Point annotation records
═══

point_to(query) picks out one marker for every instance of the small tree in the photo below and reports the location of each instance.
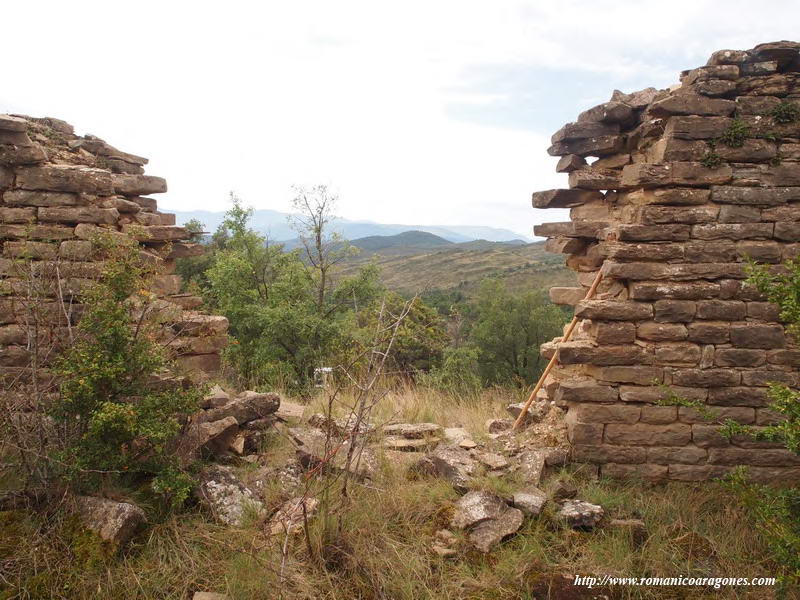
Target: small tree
(324, 249)
(116, 423)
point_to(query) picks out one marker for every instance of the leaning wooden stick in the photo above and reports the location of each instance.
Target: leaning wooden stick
(551, 364)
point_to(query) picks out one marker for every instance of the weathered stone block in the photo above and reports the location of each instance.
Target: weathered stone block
(643, 434)
(653, 394)
(572, 390)
(740, 414)
(661, 332)
(705, 377)
(569, 162)
(17, 215)
(721, 310)
(594, 178)
(65, 178)
(566, 296)
(606, 413)
(758, 457)
(137, 185)
(689, 455)
(638, 471)
(619, 332)
(659, 415)
(708, 436)
(564, 198)
(653, 290)
(756, 335)
(674, 311)
(736, 231)
(78, 214)
(738, 396)
(606, 453)
(760, 196)
(638, 375)
(659, 215)
(613, 310)
(677, 354)
(39, 198)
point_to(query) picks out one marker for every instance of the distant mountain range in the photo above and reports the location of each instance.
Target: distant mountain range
(274, 224)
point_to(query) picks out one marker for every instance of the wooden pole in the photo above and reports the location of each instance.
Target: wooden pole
(567, 335)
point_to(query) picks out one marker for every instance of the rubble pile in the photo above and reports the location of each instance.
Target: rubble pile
(688, 184)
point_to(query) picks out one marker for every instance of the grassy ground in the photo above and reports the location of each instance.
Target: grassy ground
(376, 542)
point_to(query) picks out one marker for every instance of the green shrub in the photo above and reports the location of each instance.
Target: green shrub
(117, 426)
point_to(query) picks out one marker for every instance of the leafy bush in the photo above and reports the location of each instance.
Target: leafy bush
(458, 372)
(116, 424)
(785, 112)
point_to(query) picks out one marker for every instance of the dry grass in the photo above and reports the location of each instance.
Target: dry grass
(376, 543)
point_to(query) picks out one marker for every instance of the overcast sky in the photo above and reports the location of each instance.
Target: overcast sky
(426, 112)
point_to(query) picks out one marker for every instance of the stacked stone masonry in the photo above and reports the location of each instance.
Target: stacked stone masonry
(57, 191)
(688, 183)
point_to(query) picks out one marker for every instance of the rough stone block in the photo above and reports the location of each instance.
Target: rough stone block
(674, 311)
(643, 434)
(654, 290)
(605, 453)
(659, 215)
(756, 335)
(739, 357)
(78, 214)
(721, 310)
(760, 196)
(734, 231)
(690, 455)
(65, 178)
(734, 213)
(137, 185)
(576, 390)
(594, 178)
(757, 457)
(740, 414)
(659, 415)
(639, 375)
(677, 354)
(738, 396)
(655, 394)
(661, 332)
(613, 310)
(606, 413)
(639, 471)
(17, 215)
(652, 233)
(711, 378)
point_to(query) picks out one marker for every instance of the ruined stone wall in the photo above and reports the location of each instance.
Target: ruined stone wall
(688, 182)
(57, 191)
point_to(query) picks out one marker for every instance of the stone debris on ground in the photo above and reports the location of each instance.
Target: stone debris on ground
(114, 522)
(530, 500)
(486, 518)
(226, 496)
(581, 515)
(292, 514)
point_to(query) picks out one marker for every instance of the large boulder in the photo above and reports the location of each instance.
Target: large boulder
(454, 464)
(581, 515)
(229, 500)
(486, 518)
(246, 407)
(214, 437)
(317, 449)
(115, 522)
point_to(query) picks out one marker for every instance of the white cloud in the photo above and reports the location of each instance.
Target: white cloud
(258, 96)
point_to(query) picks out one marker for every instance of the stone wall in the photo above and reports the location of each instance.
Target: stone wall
(58, 190)
(687, 184)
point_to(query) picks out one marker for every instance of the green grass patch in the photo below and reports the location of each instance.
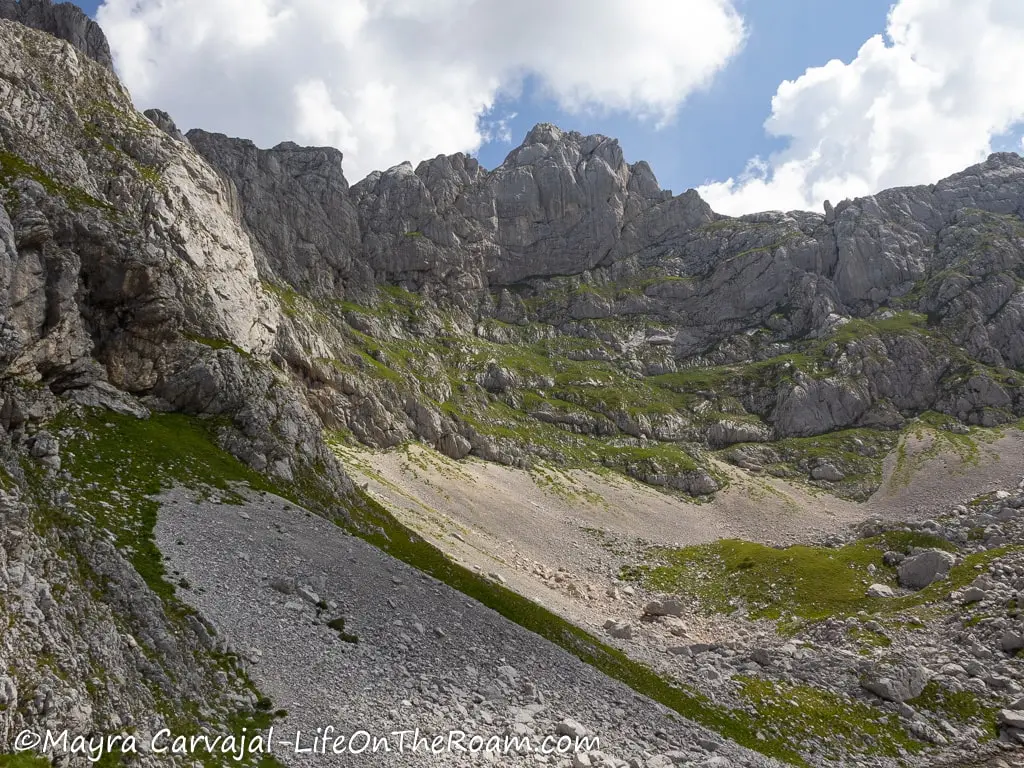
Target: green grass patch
(12, 167)
(802, 583)
(376, 525)
(801, 713)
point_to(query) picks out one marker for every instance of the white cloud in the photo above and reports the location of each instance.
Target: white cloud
(393, 80)
(921, 103)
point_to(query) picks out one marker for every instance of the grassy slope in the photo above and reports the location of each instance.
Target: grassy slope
(121, 462)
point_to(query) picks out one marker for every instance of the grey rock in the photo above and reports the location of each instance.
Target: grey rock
(667, 607)
(65, 20)
(1013, 641)
(922, 569)
(826, 471)
(1012, 719)
(895, 681)
(454, 445)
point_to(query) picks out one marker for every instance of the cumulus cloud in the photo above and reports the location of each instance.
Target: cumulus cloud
(923, 101)
(393, 80)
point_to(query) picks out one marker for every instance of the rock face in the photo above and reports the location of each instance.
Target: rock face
(65, 20)
(559, 307)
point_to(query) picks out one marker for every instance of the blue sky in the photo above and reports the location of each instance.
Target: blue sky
(717, 133)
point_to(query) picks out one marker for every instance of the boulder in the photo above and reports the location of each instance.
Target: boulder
(881, 590)
(919, 570)
(670, 607)
(895, 681)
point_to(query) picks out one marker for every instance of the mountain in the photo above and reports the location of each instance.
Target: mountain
(190, 324)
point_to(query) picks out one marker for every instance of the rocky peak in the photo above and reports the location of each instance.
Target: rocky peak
(65, 20)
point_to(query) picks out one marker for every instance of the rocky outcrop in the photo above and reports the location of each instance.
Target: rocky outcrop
(65, 20)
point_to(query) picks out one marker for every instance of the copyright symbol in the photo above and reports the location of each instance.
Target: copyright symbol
(27, 740)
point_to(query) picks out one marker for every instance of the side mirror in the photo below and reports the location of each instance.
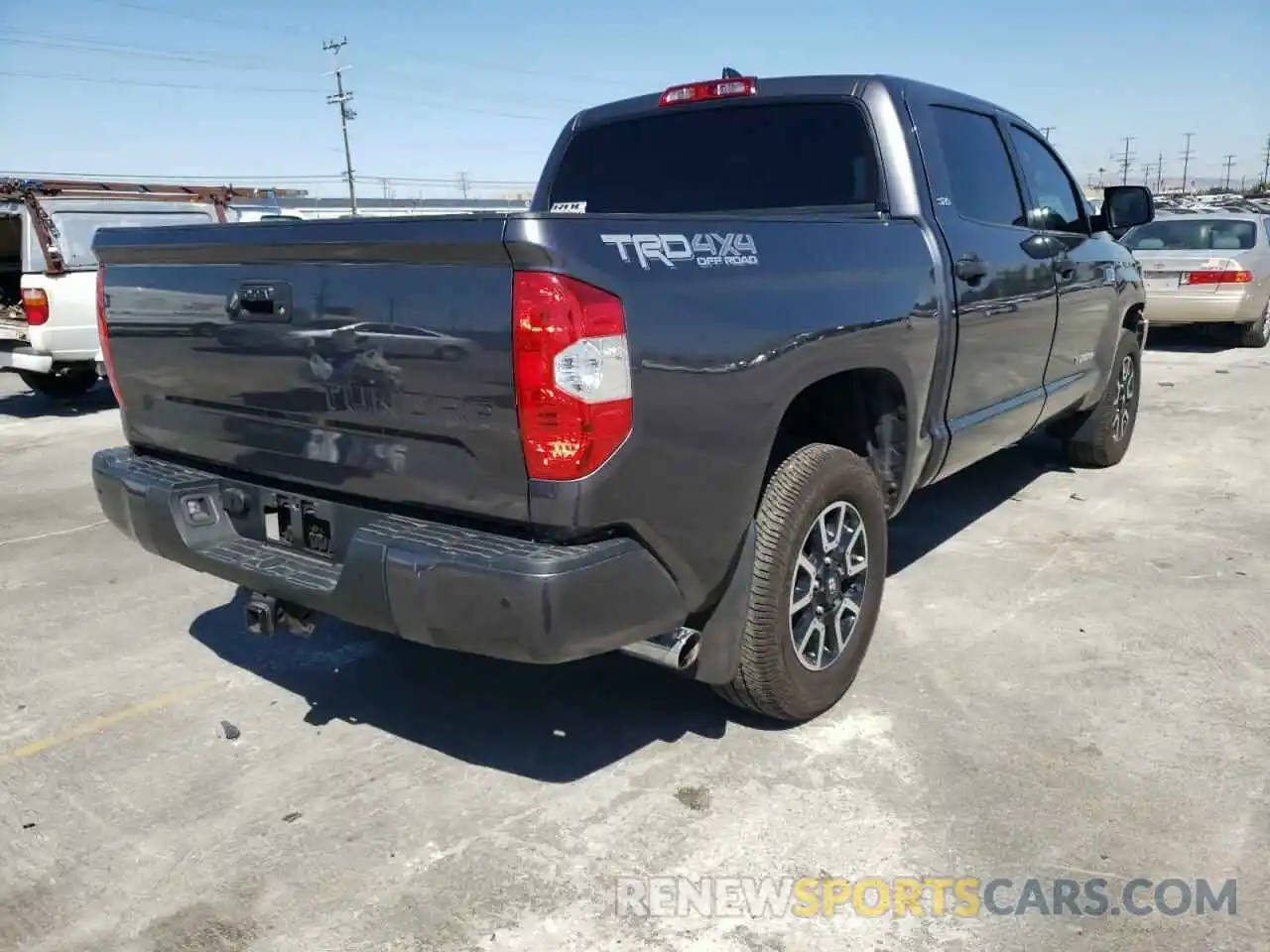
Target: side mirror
(1124, 207)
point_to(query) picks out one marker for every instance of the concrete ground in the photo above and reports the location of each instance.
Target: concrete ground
(1071, 679)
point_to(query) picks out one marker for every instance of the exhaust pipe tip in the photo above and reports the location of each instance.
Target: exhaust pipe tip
(676, 651)
(689, 652)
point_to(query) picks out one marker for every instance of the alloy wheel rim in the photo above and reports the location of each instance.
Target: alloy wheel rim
(1127, 386)
(828, 587)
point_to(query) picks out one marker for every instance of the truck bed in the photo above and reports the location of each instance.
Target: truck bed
(381, 368)
(391, 377)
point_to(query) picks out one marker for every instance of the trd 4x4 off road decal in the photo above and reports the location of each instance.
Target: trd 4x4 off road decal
(707, 250)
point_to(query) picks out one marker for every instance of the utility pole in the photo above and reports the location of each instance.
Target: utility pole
(1187, 158)
(341, 99)
(1228, 163)
(1125, 160)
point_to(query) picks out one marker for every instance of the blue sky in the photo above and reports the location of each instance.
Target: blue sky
(481, 87)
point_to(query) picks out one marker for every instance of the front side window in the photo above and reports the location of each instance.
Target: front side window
(1193, 235)
(1057, 204)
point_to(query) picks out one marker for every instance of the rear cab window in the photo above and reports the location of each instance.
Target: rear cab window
(737, 158)
(980, 176)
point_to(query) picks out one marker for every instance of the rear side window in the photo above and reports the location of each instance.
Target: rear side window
(730, 159)
(1193, 235)
(979, 172)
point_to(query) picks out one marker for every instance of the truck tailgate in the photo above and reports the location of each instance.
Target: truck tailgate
(367, 357)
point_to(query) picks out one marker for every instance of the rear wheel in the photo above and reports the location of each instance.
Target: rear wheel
(1101, 436)
(67, 385)
(1256, 334)
(820, 567)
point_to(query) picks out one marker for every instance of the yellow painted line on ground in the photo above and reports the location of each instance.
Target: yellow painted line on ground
(104, 721)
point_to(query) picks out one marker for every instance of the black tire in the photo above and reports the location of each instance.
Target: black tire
(1096, 439)
(60, 386)
(771, 678)
(1256, 334)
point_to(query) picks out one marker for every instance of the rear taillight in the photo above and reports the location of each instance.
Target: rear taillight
(572, 382)
(102, 334)
(1216, 278)
(35, 306)
(710, 89)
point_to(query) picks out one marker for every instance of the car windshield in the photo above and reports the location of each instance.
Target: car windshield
(1193, 235)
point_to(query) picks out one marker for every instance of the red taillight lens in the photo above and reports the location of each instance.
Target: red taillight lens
(35, 306)
(572, 382)
(102, 334)
(1218, 278)
(710, 89)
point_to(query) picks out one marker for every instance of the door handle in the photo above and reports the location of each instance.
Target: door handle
(267, 302)
(970, 270)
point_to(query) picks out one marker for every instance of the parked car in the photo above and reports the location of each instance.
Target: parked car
(742, 322)
(49, 333)
(1207, 268)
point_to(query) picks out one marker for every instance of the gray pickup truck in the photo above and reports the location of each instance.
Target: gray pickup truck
(668, 411)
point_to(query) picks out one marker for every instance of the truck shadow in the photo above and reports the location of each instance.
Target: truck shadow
(1192, 340)
(30, 405)
(940, 512)
(554, 724)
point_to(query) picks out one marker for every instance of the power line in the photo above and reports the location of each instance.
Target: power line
(280, 90)
(345, 114)
(1125, 160)
(99, 80)
(85, 45)
(489, 66)
(1187, 158)
(1228, 162)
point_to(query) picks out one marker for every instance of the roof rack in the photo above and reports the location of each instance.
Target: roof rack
(30, 191)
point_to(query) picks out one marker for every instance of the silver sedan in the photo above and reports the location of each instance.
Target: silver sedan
(1206, 268)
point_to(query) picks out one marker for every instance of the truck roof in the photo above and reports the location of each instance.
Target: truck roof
(822, 85)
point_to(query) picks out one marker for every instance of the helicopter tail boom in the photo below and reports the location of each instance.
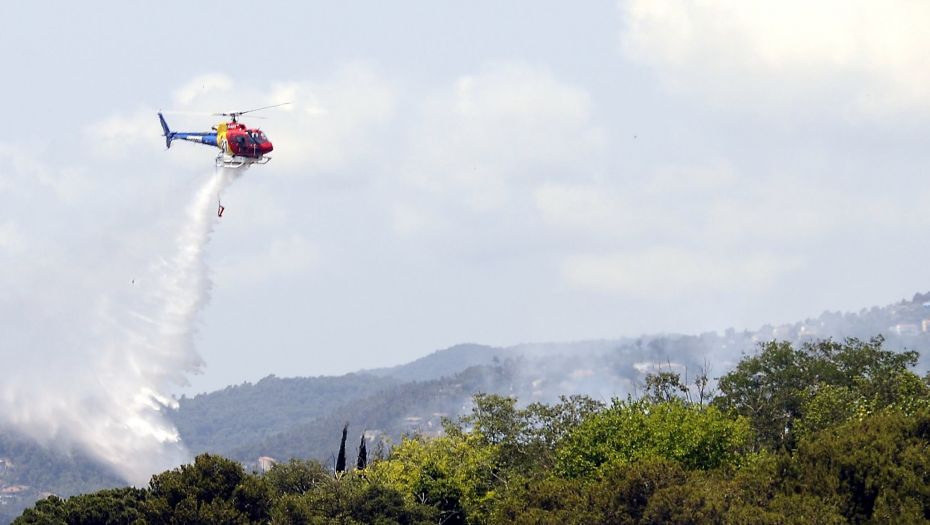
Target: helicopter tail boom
(169, 136)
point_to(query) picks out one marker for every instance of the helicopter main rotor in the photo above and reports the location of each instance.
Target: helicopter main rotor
(234, 115)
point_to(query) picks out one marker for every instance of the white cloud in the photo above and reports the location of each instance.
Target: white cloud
(510, 121)
(283, 257)
(329, 123)
(121, 136)
(865, 56)
(202, 86)
(669, 271)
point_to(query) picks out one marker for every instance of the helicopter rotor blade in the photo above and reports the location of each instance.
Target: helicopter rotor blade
(265, 107)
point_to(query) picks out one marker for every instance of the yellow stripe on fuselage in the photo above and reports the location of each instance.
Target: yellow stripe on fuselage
(221, 138)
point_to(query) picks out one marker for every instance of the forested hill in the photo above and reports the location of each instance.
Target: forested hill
(298, 417)
(824, 433)
(303, 417)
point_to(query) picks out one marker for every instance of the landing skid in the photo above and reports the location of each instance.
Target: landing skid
(235, 161)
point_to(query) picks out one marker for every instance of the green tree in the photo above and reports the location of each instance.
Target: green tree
(774, 387)
(341, 457)
(628, 431)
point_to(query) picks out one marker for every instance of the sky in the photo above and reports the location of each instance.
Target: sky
(486, 172)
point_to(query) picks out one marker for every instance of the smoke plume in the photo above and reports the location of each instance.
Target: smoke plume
(88, 373)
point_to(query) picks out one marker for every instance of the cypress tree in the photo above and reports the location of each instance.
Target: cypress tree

═══

● **Set task**:
Copy out the stretch from the line containing "of the black" through the line containing "(1228, 162)", changing nothing.

● **Output**:
point_to(query) picks out one marker for every instance of the black tire in the photo above and reports the location of each instance.
Target: black tire
(1096, 439)
(60, 386)
(771, 678)
(1256, 334)
point_to(query) picks out one marker for every instance of the rear taillight in the photo above and reports the location of each instance.
Target: rear taillight
(572, 382)
(102, 334)
(1216, 278)
(35, 306)
(710, 89)
point_to(query) picks out one marker for every instance of the car windshield in the photo above and reports the location of each instance.
Target: car windshield
(1193, 235)
point_to(query) picks out one marker for every instance of the red taillight lens in the photo above and reports the location of each instance.
Target: red taillight lens
(35, 306)
(572, 382)
(102, 334)
(1218, 278)
(710, 89)
point_to(query) picks out one marker for every instance of the door handle in the photo above and reports the location of each instance.
Target: door handle
(267, 302)
(970, 270)
point_to(query) picks out one marker for every instance of the parked car in the photo above and reports the location of each instance.
Target: parked car
(742, 322)
(49, 333)
(1207, 268)
point_to(query) picks out one marker for every instance of the gray pickup truck in the photo above and reports the location of each instance.
Target: gray pickup truck
(668, 411)
point_to(query) picks out one marker for every instance of the truck shadow in the photo above and reports the location of each instance.
Target: truck shadow
(1192, 340)
(30, 405)
(940, 512)
(554, 724)
point_to(query) picks out one marker for every instance of the power line in the photo above and reports the location of each instance.
Target: power line
(280, 90)
(345, 114)
(1125, 160)
(99, 80)
(85, 45)
(489, 66)
(1187, 158)
(1228, 162)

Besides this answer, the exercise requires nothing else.